Available data
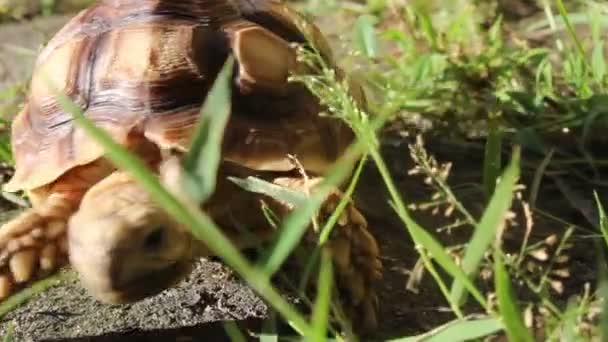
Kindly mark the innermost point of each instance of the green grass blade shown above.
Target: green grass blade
---
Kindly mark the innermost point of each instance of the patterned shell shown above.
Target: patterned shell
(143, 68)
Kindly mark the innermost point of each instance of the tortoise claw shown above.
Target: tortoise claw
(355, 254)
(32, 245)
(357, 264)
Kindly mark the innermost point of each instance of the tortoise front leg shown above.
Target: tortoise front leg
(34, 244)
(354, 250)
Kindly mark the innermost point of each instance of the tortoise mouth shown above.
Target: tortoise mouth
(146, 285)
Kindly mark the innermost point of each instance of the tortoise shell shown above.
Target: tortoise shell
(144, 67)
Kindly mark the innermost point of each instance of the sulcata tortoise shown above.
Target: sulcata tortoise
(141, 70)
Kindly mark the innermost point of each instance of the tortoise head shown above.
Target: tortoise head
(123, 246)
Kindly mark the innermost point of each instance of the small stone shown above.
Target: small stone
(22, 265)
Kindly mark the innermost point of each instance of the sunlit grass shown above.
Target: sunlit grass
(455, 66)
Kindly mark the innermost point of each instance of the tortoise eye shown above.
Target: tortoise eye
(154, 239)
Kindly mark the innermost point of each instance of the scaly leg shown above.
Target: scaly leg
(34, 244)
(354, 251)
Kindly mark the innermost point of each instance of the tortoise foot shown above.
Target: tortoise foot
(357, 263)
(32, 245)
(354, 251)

Required action
Select every line of the records holding the string "blade".

Exercise result
Kindly mark the innermost point of each instance of the green grass blade shown above.
Target: green grass blade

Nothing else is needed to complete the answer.